<<<<

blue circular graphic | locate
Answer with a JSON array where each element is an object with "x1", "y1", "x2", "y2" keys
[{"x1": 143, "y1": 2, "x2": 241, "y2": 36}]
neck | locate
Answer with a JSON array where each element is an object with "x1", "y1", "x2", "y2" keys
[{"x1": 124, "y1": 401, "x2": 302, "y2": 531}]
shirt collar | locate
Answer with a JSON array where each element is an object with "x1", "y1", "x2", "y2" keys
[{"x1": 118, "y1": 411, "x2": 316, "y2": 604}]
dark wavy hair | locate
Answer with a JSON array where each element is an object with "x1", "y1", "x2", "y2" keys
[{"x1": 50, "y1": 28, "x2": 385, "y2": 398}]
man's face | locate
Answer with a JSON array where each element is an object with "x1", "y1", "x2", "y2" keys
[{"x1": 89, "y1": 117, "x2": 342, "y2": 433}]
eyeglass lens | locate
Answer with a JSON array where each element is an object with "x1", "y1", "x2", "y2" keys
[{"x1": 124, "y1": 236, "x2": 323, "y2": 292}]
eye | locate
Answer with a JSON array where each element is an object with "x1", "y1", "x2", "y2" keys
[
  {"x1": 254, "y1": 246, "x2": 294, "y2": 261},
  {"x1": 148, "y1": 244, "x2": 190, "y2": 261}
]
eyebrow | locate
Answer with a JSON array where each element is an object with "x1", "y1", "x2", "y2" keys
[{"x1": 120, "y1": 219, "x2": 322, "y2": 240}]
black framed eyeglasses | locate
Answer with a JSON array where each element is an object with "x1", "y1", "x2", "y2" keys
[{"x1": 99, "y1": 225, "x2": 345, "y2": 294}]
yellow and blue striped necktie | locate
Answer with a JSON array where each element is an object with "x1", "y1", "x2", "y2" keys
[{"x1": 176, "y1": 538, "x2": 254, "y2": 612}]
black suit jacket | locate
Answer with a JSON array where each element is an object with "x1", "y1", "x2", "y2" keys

>>>>

**Directions for this task:** Reproduce the records in full, exactly as written.

**Solution:**
blue circular graphic | locate
Answer with a JSON array where each element is an object with "x1", "y1", "x2", "y2" keys
[{"x1": 143, "y1": 2, "x2": 241, "y2": 36}]
neck | locate
Answer with a JSON array where each element is an object with "x1", "y1", "x2", "y2" keys
[{"x1": 124, "y1": 401, "x2": 302, "y2": 531}]
shirt collar | locate
Answer with a JSON array where each element is an object with "x1", "y1", "x2", "y2" keys
[{"x1": 118, "y1": 411, "x2": 316, "y2": 604}]
dark wavy hair | locate
Answer with a JSON array where each element is an object with "x1", "y1", "x2", "y2" keys
[{"x1": 50, "y1": 28, "x2": 385, "y2": 398}]
man's face | locate
Answer with a JSON array where each element is an object with "x1", "y1", "x2", "y2" keys
[{"x1": 89, "y1": 117, "x2": 342, "y2": 433}]
eyeglass lens | locate
Answer with a JSON array where each element is an object with "x1", "y1", "x2", "y2" keys
[{"x1": 124, "y1": 236, "x2": 323, "y2": 292}]
eye | locate
Answer with a JSON array where each element is an object with "x1", "y1", "x2", "y2" keys
[
  {"x1": 254, "y1": 246, "x2": 294, "y2": 261},
  {"x1": 148, "y1": 244, "x2": 190, "y2": 261}
]
eyebrow | locate
Answer with a JSON array where each element is an object with "x1", "y1", "x2", "y2" keys
[{"x1": 120, "y1": 219, "x2": 322, "y2": 240}]
black framed eyeglasses | locate
Answer with a JSON array where each element is an object with "x1", "y1", "x2", "y2" keys
[{"x1": 99, "y1": 225, "x2": 345, "y2": 294}]
yellow and blue striped necktie | locate
Answer with a JSON array where each element is an object with "x1", "y1", "x2", "y2" keys
[{"x1": 176, "y1": 538, "x2": 254, "y2": 612}]
black suit jacket | locate
Answer with a JSON array where each element is an object with "x1", "y1", "x2", "y2" keys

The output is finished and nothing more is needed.